Image annotation data:
--- Begin ---

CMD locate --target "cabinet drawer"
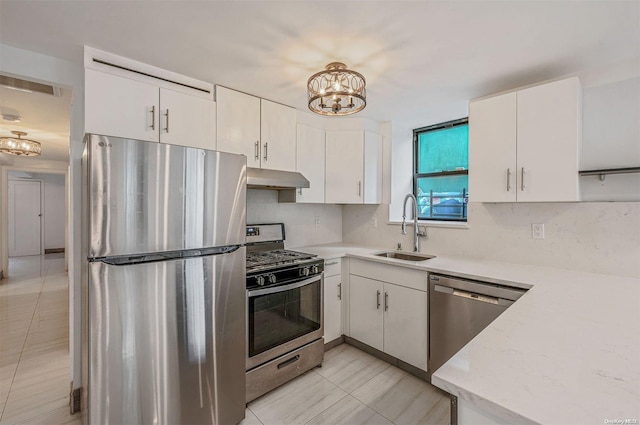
[349,258,428,292]
[324,258,342,277]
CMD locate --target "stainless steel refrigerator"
[83,135,246,425]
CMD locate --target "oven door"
[247,273,324,370]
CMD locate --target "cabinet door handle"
[149,105,156,130]
[164,109,169,133]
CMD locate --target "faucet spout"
[402,193,420,252]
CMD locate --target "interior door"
[8,180,42,257]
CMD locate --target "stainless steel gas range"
[246,223,324,403]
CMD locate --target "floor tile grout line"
[305,370,349,424]
[0,268,44,421]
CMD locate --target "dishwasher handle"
[433,285,513,307]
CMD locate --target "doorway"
[8,177,43,258]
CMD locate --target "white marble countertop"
[296,244,640,424]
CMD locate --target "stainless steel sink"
[373,251,436,261]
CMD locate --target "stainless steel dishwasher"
[427,273,526,376]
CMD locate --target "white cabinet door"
[216,86,260,168]
[349,275,384,351]
[325,131,364,204]
[260,99,296,171]
[363,131,382,204]
[324,275,342,343]
[296,124,325,203]
[160,88,216,150]
[383,282,429,370]
[85,69,160,142]
[517,78,582,202]
[469,92,517,202]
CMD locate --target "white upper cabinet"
[516,78,582,202]
[469,78,582,202]
[469,92,516,202]
[85,69,215,149]
[160,88,215,149]
[296,124,325,203]
[84,69,160,142]
[260,99,296,171]
[216,86,296,171]
[325,131,382,204]
[216,86,260,168]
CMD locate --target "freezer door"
[87,247,246,425]
[85,135,246,258]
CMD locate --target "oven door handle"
[247,273,323,298]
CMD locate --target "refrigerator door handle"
[97,245,242,266]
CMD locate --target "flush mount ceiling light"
[0,131,41,156]
[307,62,367,115]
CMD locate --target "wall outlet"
[531,223,544,239]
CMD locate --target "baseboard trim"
[343,335,431,383]
[324,335,344,353]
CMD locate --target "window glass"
[413,118,469,221]
[418,125,469,173]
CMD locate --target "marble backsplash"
[247,189,342,248]
[342,202,640,278]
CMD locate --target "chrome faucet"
[402,193,427,252]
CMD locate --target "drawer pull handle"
[278,354,300,369]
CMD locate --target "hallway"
[0,254,81,425]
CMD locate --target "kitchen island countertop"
[296,244,640,424]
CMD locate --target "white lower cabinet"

--- End ---

▶ [WHAT YOU ARE ASKED TO DO]: Move each bounding box by adding 10 to every one of its coordinates, and reproduce all lines of the data from the beginning through the line containing "[0,254,81,425]", with the other lines left unchanged. Omit the picture from your answer.

▶ [RESULT]:
CMD locate --target "cabinet drawer"
[359,268,438,302]
[334,268,352,287]
CMD locate --target "stainless steel refrigerator"
[93,145,256,435]
CMD locate --target "oven door"
[257,283,334,380]
CMD locate --target "cabinet door handle"
[159,115,166,140]
[174,119,179,143]
CMD locate --target "faucet spout"
[412,203,430,262]
CMD locate --target "interior door"
[18,190,52,267]
CMD locate --target "stainless steel gas range"
[256,233,334,413]
CMD locate --target "floor tile grout line"
[315,380,359,434]
[10,278,54,431]
CMD locate --target "dishwasher handle"
[443,295,523,317]
CMD locate --target "doorway"
[18,187,53,268]
CMD locate --target "white marble countertop"
[306,254,650,434]
CMD locate --target "stainless steel sink"
[383,261,446,271]
CMD locate --target "stainless steel dishwasher"
[437,283,536,386]
CMD locate --target "white cabinet door"
[226,96,270,178]
[359,285,394,361]
[335,141,374,214]
[270,109,306,181]
[373,141,392,214]
[334,285,352,353]
[306,134,335,213]
[170,98,226,160]
[393,292,439,380]
[95,79,170,152]
[527,88,592,212]
[479,102,527,212]
CMD locate --target "white upper cabinet"
[526,88,592,212]
[479,88,592,212]
[479,102,526,212]
[95,79,225,159]
[170,98,225,159]
[306,134,335,213]
[94,79,170,152]
[270,109,306,181]
[226,96,306,181]
[335,141,392,214]
[226,96,270,178]
CMD locate --target "freezer door"
[97,257,256,435]
[95,145,256,268]
CMD locate --target "oven door handle"
[257,283,333,308]
CMD locate --target "refrigerator door handle"
[107,255,252,276]
CMD locate --target "flush mount ceiling light"
[10,141,51,166]
[317,72,377,125]
CMD locate --target "wall outlet"
[541,233,554,249]
CMD locate --target "baseboard trim"
[353,345,441,393]
[334,345,354,363]
CMD locate --target "window glass"
[423,128,479,231]
[428,135,479,183]
CMD locate --target "marble backsplash"
[257,199,352,258]
[352,212,650,288]
CMD locate --target "chrome faucet"
[412,203,437,262]
CMD locate --target "drawer pull handle"
[288,364,310,379]
CMD locate --target "hallway"
[10,264,91,435]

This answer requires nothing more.